SUPPLIED PASSAGE »
-*-*-

- DelphiTools - https://www.delphitools.info -

Zero-based Strings indexes?

In a now infamous and enormous thread I won’t name, Allen Bauer [1] dropped a bomb:

<bomb>Oh, and strings may become immutable and 0-based ;-)…</bomb>

Currently Oxygene [2] has zero-based strings, I was considering it for DWScript [3] too, but the backward-compatibility implications are a bit too huge (yes, we and customers have many years of accumulated DWS code), and the kind of issues triggered by that are hard to track/fix/warn about… or are they?

One evolution that is looming (at least for DWS, can’t speak for Delphi) is having methods on base-types too, since these would be new methods, with no legacy, a zero-based convention could be introduced there, f.i.:

sub := Copy(str, 1, 10); // legacy, 1-based
sub := str.Copy(0, 10); // new, 0-based

As time passes, the functions would be marked as “deprecated”, and code migrated over to methods incrementally. The interim time would of course be a mess mix of zero and 1-based conventions… not very desirable, but certainly preferable to breaking code in non-obvious ways.

One hard case (without easy compiler-warnings) that would remain would be that of indexed character access, like “str[i]“. I can think of only one safe way around that one: not having a default array property. That could however be leverage to gain some, f.i.:

char16 := str.Char16[i]; // equivalent to old str[i]
code := str.Code16[i]; // equivalent to old Ord(str[i])
charStr := str.Char[i]; // new, retrieves the whole character (1 one or more char)
codePoint := str.Code[i]; // new, retrieves the whole unicode codepoint

The Xxx16 versions would return a a WordChar, equivalent to a current Char, and only capable of holding a character from the BMP [4]. The Xxx version would return a String (a whole Unicode character/codepoint) or an UTF32 code.

Comments? Other Ideas?

-*-*-

WRITTEN TASK » Reproduce the passage from the post on zero-based string indexes that opens with the words containing "- DelphiTools - https://www.delphitools.info" and closes with "or are they?". None of the lines after this are needed.

PROVIDED DATA »
-*-*-

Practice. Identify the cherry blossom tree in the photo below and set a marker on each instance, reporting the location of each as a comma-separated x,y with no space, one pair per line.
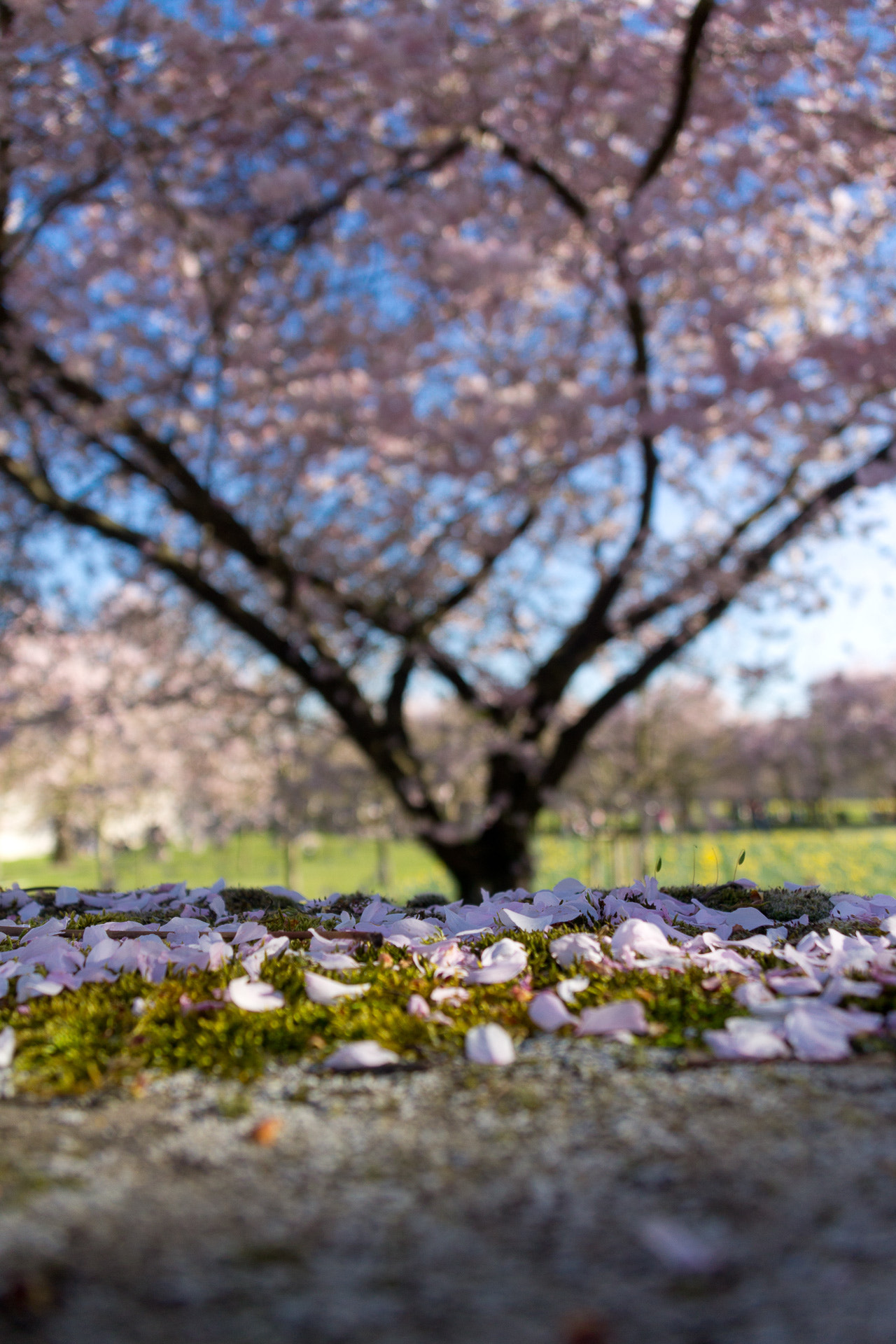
505,346
132,724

-*-*-

WORKED ANSWER »
- DelphiTools - https://www.delphitools.info -

Zero-based Strings indexes?

In a now infamous and enormous thread I won’t name, Allen Bauer [1] dropped a bomb:

<bomb>Oh, and strings may become immutable and 0-based ;-)…</bomb>

Currently Oxygene [2] has zero-based strings, I was considering it for DWScript [3] too, but the backward-compatibility implications are a bit too huge (yes, we and customers have many years of accumulated DWS code), and the kind of issues triggered by that are hard to track/fix/warn about… or are they?